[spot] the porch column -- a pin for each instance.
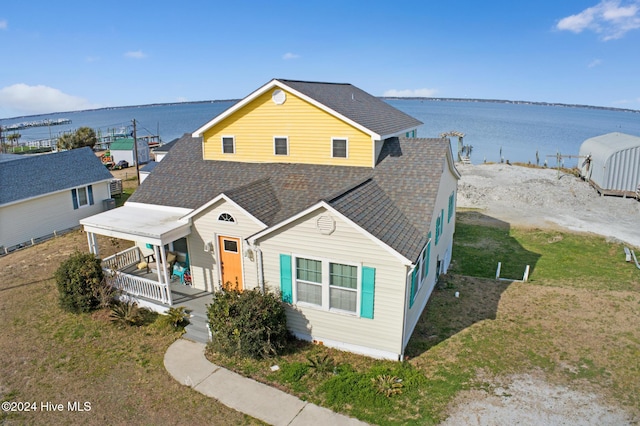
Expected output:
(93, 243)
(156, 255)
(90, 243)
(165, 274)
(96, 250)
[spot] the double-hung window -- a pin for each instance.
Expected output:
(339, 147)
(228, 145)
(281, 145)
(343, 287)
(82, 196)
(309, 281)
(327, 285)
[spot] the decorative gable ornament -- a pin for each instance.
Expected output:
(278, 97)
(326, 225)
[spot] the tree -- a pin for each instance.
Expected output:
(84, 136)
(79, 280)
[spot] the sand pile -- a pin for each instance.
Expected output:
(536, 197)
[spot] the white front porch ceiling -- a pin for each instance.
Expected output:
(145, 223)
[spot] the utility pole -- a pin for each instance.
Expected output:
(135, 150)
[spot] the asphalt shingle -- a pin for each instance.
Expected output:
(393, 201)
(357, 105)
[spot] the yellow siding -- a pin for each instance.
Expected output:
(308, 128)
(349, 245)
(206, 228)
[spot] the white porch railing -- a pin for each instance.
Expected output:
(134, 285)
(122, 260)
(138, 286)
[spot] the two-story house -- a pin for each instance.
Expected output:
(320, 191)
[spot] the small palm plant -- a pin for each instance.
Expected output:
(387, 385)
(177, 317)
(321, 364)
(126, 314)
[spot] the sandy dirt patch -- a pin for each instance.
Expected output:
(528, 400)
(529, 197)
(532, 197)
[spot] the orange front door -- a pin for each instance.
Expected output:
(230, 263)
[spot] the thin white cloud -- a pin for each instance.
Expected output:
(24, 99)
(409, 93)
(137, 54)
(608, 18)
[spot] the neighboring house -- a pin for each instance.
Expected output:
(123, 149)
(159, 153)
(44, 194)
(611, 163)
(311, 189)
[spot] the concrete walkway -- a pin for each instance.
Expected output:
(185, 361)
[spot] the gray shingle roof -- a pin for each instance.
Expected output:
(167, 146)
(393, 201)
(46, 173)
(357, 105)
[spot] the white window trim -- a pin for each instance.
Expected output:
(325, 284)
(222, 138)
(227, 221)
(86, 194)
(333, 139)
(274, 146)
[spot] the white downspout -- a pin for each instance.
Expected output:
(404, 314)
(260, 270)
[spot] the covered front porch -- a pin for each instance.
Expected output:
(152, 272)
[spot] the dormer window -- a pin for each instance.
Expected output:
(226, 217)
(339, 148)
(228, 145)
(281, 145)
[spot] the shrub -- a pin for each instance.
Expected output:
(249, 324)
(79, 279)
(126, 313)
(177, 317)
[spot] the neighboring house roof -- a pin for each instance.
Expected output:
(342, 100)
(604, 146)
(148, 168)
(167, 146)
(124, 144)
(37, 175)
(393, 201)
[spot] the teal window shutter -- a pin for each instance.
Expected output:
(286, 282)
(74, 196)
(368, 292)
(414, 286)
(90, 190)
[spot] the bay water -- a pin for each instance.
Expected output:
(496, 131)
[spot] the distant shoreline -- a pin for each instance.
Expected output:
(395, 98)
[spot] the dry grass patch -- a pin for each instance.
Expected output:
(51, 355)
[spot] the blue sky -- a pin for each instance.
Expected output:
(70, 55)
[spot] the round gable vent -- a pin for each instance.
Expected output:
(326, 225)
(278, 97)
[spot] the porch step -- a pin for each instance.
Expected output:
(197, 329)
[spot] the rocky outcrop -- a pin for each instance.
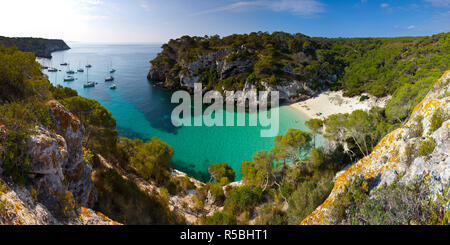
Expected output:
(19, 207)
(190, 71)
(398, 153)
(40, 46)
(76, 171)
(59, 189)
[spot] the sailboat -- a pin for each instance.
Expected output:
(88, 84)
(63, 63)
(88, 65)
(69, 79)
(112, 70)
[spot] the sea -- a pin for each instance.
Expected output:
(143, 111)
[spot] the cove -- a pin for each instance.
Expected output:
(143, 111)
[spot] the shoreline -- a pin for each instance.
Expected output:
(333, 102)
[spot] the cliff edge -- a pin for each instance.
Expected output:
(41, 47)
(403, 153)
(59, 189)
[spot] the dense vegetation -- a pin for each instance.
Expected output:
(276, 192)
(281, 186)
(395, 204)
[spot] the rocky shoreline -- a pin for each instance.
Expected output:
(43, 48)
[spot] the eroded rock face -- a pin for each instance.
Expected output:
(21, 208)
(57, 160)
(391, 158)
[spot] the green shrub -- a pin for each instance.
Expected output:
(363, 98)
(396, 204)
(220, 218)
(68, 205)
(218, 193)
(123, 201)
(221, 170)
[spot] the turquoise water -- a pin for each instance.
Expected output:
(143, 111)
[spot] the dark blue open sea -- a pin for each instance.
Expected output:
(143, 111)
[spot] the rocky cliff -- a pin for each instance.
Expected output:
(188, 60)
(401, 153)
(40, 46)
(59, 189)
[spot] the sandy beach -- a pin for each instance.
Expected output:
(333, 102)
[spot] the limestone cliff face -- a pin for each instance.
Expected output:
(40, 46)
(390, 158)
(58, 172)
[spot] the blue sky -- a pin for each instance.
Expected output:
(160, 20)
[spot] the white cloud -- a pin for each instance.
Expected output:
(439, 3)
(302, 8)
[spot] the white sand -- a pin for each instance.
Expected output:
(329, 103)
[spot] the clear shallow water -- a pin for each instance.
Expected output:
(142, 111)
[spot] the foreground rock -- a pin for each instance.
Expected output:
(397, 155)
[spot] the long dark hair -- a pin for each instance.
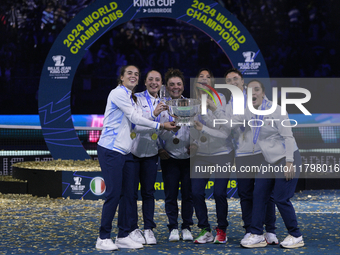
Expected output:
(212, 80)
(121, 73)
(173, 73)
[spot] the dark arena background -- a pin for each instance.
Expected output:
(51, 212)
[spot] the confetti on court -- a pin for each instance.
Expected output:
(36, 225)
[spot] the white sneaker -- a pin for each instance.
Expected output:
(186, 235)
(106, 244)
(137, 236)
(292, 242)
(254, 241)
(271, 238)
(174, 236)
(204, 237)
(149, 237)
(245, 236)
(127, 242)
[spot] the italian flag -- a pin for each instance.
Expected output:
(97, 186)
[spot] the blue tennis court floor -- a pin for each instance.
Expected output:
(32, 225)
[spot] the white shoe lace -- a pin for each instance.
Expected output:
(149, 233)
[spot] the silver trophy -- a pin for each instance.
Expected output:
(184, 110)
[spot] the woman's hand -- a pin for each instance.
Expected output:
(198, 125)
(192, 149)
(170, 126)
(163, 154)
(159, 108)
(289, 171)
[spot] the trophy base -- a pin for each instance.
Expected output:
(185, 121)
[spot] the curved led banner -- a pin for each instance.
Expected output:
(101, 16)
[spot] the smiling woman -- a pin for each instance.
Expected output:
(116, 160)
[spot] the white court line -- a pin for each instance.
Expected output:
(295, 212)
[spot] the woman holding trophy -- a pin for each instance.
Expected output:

──────────────────────────────

## WHAT IS ASKED
Could you copy every record above word for word, leaving the pictures out?

## ANSWER FOR THE TASK
[spot] the porch column -- a pin for each instance.
Expected output:
(93, 243)
(156, 255)
(90, 243)
(165, 274)
(96, 250)
[spot] the double-hung window -- a pin for each instance.
Expected output:
(339, 147)
(228, 145)
(281, 145)
(343, 287)
(82, 196)
(309, 281)
(327, 285)
[spot] the decorative gable ornament -- a pin for each instance.
Expected output:
(278, 97)
(326, 225)
[spot] the tree -- a pin for each instance.
Expected output:
(84, 136)
(79, 280)
[spot] the sand pile -- a pin for each instance.
Expected output:
(536, 197)
[spot] the white front porch ceiling -- a pin for each instance.
Expected output:
(145, 223)
[spot] the utility pole -- a pin for each instance.
Expected output:
(135, 150)
[spot] the asphalt shingle -- a pin for each instance.
Expected output:
(393, 201)
(357, 105)
[spot] the yellow siding -- a pin for each instance.
Expected output:
(308, 128)
(349, 245)
(206, 228)
[spot] the white porch railing -- a pin for each instance.
Expected output:
(134, 285)
(122, 260)
(138, 286)
[spot] the two-story house -- a pin for each instance.
Expected output:
(320, 191)
[spot] the small palm plant -- a pin for each instance.
Expected output:
(387, 385)
(177, 317)
(321, 364)
(126, 314)
[spot] the sandy dirt patch -- a pin for each instance.
Expected output:
(528, 400)
(529, 197)
(532, 197)
[spot] the orange front door -- a pin for each instance.
Expected output:
(230, 263)
[spot] the thin white cloud -- a pin for each instance.
Expected output:
(24, 99)
(409, 93)
(137, 54)
(608, 18)
[spot] the neighboring house -- a pin for each instance.
Expected output:
(123, 149)
(159, 153)
(44, 194)
(611, 163)
(311, 189)
[spot] the concrete walkway -- a pin for each instance.
Expected output:
(185, 361)
[spot] the gray shingle roof -- a pin for each instance.
Expected output:
(167, 146)
(393, 201)
(46, 173)
(357, 105)
[spot] the white window trim -- a pin for each instance.
Expected output:
(325, 284)
(222, 138)
(227, 221)
(86, 194)
(333, 139)
(274, 146)
[spot] the white downspout -- a pin for each instance.
Expected output:
(404, 314)
(260, 270)
[spot] the covered front porch -- a pin for each instance.
Expected output:
(152, 272)
[spot] the dormer window -- a pin for each instance.
Expected output:
(226, 217)
(339, 148)
(228, 145)
(281, 145)
[spot] the shrub -- a pin for each instance.
Expected output:
(249, 324)
(79, 279)
(126, 313)
(177, 317)
[spot] the neighboring house roof -- a pin for each instance.
Expected output:
(342, 100)
(604, 146)
(148, 168)
(167, 146)
(124, 144)
(37, 175)
(393, 201)
[spot] the teal window shutter -- a pin for each instance.
Expected output:
(286, 282)
(74, 196)
(368, 292)
(414, 286)
(90, 190)
[spot] the bay water -- a pin for each instance.
Expected output:
(496, 131)
[spot] the distant shoreline -- a pin for each instance.
Expected output:
(395, 98)
[spot] the dry grass patch -- a pin for each instance.
Expected output:
(51, 355)
[spot] the blue sky -- a pin for each instance.
Expected output:
(70, 55)
[spot] the round gable vent -- a pin for each instance.
Expected output:
(326, 225)
(278, 97)
[spot] the porch step -- a pin for each instance.
Expected output:
(197, 329)
[spot] the rocky outcrop -- a pin for each instance.
Expected output:
(19, 207)
(190, 71)
(398, 153)
(40, 46)
(76, 171)
(59, 189)
[spot] the sailboat -- a pin for each instance.
Expected output:
(88, 84)
(63, 63)
(88, 65)
(69, 79)
(112, 70)
[spot] the sea -- a pin for each instance.
Expected output:
(143, 111)
[spot] the cove -- a pin for each instance.
Expected output:
(143, 111)
[spot] the shoreline -- a pin for each instance.
Expected output:
(333, 102)
[spot] the cliff edge -- a pin for each instance.
Expected output:
(41, 47)
(403, 153)
(59, 189)
[spot] the dense vegetation -- a pin for each instance.
Expected output:
(276, 192)
(281, 186)
(395, 204)
[spot] the rocky shoreline -- a pin for each instance.
Expected output:
(43, 48)
[spot] the eroded rock face -- a pin for each instance.
Expected output:
(21, 208)
(57, 160)
(391, 158)
[spot] the green shrub -- a pin for each instance.
Expected output:
(363, 98)
(396, 204)
(220, 218)
(68, 205)
(218, 193)
(123, 201)
(221, 170)
[spot] the turquoise water -- a pin for each instance.
Expected output:
(143, 111)
[spot] the dark blue open sea -- a pin for each instance.
Expected output:
(143, 111)
[spot] the rocky cliff -- a pin for each instance.
Expected output:
(188, 60)
(401, 153)
(40, 46)
(59, 189)
[spot] the sandy beach -- a pin for each instance.
Expected output:
(333, 102)
[spot] the limestone cliff face -- a pin for each instance.
Expected output:
(40, 46)
(390, 158)
(58, 172)
[spot] the blue sky -- a pin for each instance.
Expected output:
(160, 20)
[spot] the white cloud -- a pin for each instance.
Expected output:
(439, 3)
(302, 8)
[spot] the white sand -- a pin for each instance.
Expected output:
(329, 103)
[spot] the clear shallow water -- a pin for each instance.
Expected output:
(142, 111)
[spot] the foreground rock -- a pin for each instance.
Expected output:
(397, 155)
[spot] the long dark hair -- a pin for each instance.
Expected output:
(212, 80)
(121, 73)
(173, 73)
[spot] the dark arena background -- a pin for each instance.
Expected output:
(51, 212)
[spot] the confetti on court -- a pin for each instance.
Expected output:
(36, 225)
[spot] the white sneaker -- a pin for each instance.
Expected output:
(186, 235)
(106, 244)
(137, 236)
(292, 242)
(254, 241)
(271, 238)
(174, 236)
(204, 237)
(149, 237)
(245, 236)
(127, 242)
[spot] the italian flag -- a pin for each instance.
Expected output:
(97, 186)
[spot] the blue tennis court floor -- a pin for each instance.
Expected output:
(32, 225)
[spot] the white shoe lace -- a pin for each instance.
Expected output:
(149, 233)
[spot] the silver trophy -- a pin for each instance.
Expected output:
(184, 110)
[spot] the woman's hand -- a pin for each instance.
Expected output:
(198, 125)
(192, 149)
(170, 126)
(163, 154)
(159, 108)
(289, 171)
[spot] the trophy base -- a pin for each instance.
Expected output:
(185, 121)
[spot] the curved led banner -- a pin for each instance.
Expected output:
(101, 16)
[spot] the smiling woman -- a pin for each instance.
Expected output:
(116, 160)
[spot] the white court line -- a pin for each instance.
Expected output:
(295, 212)
[spot] the woman holding trophy -- a pin for each instance.
Expected output:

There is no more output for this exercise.